[Lines of data]
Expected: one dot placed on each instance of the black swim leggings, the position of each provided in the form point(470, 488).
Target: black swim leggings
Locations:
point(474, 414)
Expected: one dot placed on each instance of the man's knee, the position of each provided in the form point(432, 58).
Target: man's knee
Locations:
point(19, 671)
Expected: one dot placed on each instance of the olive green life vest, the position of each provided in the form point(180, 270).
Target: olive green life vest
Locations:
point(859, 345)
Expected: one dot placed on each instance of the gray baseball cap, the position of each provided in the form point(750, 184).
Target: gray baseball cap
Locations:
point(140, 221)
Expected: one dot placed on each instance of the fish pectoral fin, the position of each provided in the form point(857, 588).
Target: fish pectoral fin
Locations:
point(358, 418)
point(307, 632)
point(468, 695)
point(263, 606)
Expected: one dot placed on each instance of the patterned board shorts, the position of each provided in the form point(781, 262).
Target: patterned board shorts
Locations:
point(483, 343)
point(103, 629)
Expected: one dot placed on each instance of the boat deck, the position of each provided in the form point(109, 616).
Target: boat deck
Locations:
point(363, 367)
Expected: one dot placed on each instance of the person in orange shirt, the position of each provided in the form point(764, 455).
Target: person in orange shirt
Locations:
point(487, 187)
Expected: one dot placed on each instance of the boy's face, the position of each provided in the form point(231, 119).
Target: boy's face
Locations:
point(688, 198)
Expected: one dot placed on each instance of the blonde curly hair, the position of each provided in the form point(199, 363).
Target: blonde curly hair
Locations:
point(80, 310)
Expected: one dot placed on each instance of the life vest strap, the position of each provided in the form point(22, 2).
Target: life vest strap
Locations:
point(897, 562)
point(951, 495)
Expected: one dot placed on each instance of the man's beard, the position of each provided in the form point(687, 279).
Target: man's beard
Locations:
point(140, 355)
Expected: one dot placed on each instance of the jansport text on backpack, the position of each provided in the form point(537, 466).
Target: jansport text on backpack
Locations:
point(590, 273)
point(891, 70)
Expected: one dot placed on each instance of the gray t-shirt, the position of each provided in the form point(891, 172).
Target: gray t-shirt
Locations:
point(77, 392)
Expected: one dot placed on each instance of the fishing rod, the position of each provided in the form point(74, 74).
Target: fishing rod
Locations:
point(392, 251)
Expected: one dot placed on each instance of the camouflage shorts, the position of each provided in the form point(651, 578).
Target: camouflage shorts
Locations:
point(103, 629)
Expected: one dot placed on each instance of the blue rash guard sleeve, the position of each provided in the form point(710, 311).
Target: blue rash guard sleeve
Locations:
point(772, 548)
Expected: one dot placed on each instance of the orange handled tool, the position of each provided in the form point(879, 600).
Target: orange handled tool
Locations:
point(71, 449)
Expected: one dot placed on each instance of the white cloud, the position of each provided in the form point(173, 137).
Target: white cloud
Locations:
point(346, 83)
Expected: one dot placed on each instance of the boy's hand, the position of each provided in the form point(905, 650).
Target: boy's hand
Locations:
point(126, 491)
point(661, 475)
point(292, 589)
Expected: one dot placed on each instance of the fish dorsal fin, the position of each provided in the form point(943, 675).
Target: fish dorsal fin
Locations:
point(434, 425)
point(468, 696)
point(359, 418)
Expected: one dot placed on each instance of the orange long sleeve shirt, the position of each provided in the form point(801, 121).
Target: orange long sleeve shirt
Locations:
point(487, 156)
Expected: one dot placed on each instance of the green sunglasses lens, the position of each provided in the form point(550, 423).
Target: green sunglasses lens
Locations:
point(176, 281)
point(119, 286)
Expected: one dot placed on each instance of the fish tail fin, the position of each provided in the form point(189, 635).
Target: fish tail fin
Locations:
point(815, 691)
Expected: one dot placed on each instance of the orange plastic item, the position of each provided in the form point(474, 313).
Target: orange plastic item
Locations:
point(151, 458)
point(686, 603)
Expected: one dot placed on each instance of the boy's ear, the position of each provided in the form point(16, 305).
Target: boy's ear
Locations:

**Task details**.
Convert the lines above into a numbered list, omitting any blank lines.

**Result below**.
1. Expected: one dot placed on each instance of the black swim leggings, the position of each provided in the form point(470, 488).
2. Target: black swim leggings
3. Locations:
4. point(474, 414)
5. Expected: one dot placed on each instance of the man's knee, the position of each provided in the form point(432, 58).
6. Target: man's knee
7. Locations:
8. point(19, 671)
9. Expected: one dot placed on each instance of the olive green life vest, the position of each provided in the form point(180, 270).
10. Target: olive green life vest
11. Locations:
12. point(859, 345)
13. Expected: one dot placed on each instance of the gray baseball cap, the position of each provided in the form point(750, 184).
14. Target: gray baseball cap
15. Locations:
16. point(140, 221)
17. Expected: one dot placed on each instance of the fish pectoral fin, the position of each provided in the form point(857, 588).
18. Target: fish pectoral fin
19. Locations:
20. point(358, 418)
21. point(307, 632)
22. point(468, 695)
23. point(263, 606)
24. Expected: one dot placed on each instance of the patterned board shorts, the position of each provided in the form point(781, 262).
25. Target: patterned board shorts
26. Locations:
27. point(483, 343)
28. point(103, 629)
29. Expected: one dot placed on each instance of the boat deck, the position of each provided in the form point(109, 616).
30. Target: boat deck
31. Locations:
32. point(363, 367)
33. Expected: one dot placed on each instance of the person in orange shirt, the position of each provided in the form point(764, 455).
34. Target: person in orange shirt
35. Locations:
36. point(487, 187)
37. Expected: one dot placed on each instance of the boy's face, the position of each provided in the form point(231, 119).
38. Target: boy's face
39. Locations:
40. point(688, 198)
41. Expected: one dot placed on each instance of the blonde curly hair, the position of each provided in the form point(199, 363).
42. Target: blonde curly hair
43. Locations:
44. point(80, 310)
45. Expected: one dot placed on each instance of the life vest strap, the position of each provided in the form point(22, 2).
46. Target: life vest strap
47. Locations:
48. point(897, 562)
49. point(951, 495)
50. Expected: one dot placed on each instance of the man's beard, the position of each provided in the form point(687, 279).
51. Target: man's beard
52. Locations:
53. point(140, 355)
54. Expected: one dot placed on each instance of the jansport text on backpack, the position of each provided in the form point(537, 466).
55. Target: jansport text on backpack
56. Locations:
57. point(590, 273)
58. point(891, 70)
59. Expected: one dot placed on each instance of the gray t-shirt, the position of each provided in the form point(891, 172).
60. Target: gray t-shirt
61. Locations:
62. point(77, 392)
63. Expected: one dot placed on each instance of the fishing rod, the position of each provided in the form point(74, 74).
64. Target: fishing rod
65. Locations:
66. point(392, 251)
67. Expected: one dot placed on each instance of the camouflage shorts, the position of each provided in the form point(651, 578).
68. Target: camouflage shorts
69. Locations:
70. point(103, 629)
71. Expected: one dot placed on each instance of the blue rash guard sleeve, the position of each provided in the form point(710, 311).
72. Target: blue rash guard sleeve
73. Locations:
74. point(772, 548)
75. Expected: one dot placed on each instance of the orange handled tool, the position of each provided in the form point(879, 600).
76. Target: orange handled tool
77. Locations:
78. point(71, 449)
79. Expected: one dot placed on each instance of the white cloud, the position of each provided in the form point(173, 137).
80. Target: white cloud
81. Locations:
82. point(346, 83)
83. Expected: one dot placed on each instance of the boy's hand, the position of each provided in the form point(905, 650).
84. Target: boy's hand
85. Locations:
86. point(126, 491)
87. point(661, 475)
88. point(292, 589)
89. Expected: one dot placed on each instance of the fish dorsal fin, the position of each provided in the form point(943, 675).
90. Target: fish dorsal fin
91. Locations:
92. point(434, 425)
93. point(468, 696)
94. point(359, 418)
95. Expected: one dot placed on each instance of the orange long sleeve shirt, the position of each provided in the form point(801, 121).
96. Target: orange long sleeve shirt
97. Locations:
98. point(487, 156)
99. Expected: one dot placed on each instance of the green sunglasses lens, the position of each provided in the form point(550, 423).
100. Target: green sunglasses lens
101. Locations:
102. point(176, 281)
103. point(119, 286)
104. Expected: one dot placed on each instance of the fish tail fin, the position of each provided in the form point(189, 635).
105. Target: fish tail fin
106. Locations:
107. point(815, 691)
108. Expected: one dot placed on each instance of the orange plastic item, the position of each provided in the form point(474, 313).
109. Target: orange plastic item
110. Locations:
111. point(151, 458)
112. point(686, 603)
113. Expected: one dot placed on each instance of the boy's ear, the position of each provided in the form point(16, 305).
114. Target: boy's ear
115. Locations:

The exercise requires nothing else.